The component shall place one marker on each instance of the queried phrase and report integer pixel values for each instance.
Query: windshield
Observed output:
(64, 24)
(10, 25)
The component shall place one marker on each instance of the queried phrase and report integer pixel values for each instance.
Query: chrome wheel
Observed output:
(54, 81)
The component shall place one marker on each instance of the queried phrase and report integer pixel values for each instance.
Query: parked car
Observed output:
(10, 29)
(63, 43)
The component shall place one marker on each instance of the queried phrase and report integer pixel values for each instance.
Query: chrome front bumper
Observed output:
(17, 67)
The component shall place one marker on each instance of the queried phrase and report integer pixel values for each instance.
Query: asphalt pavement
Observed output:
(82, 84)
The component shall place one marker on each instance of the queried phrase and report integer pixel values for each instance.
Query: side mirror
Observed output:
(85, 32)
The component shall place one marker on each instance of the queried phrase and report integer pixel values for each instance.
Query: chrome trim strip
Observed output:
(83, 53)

■ **Task description**
The answer needed is a single number: how many lines in the records above hold the string "Query". Please write nothing else.

■ **Answer for the task**
7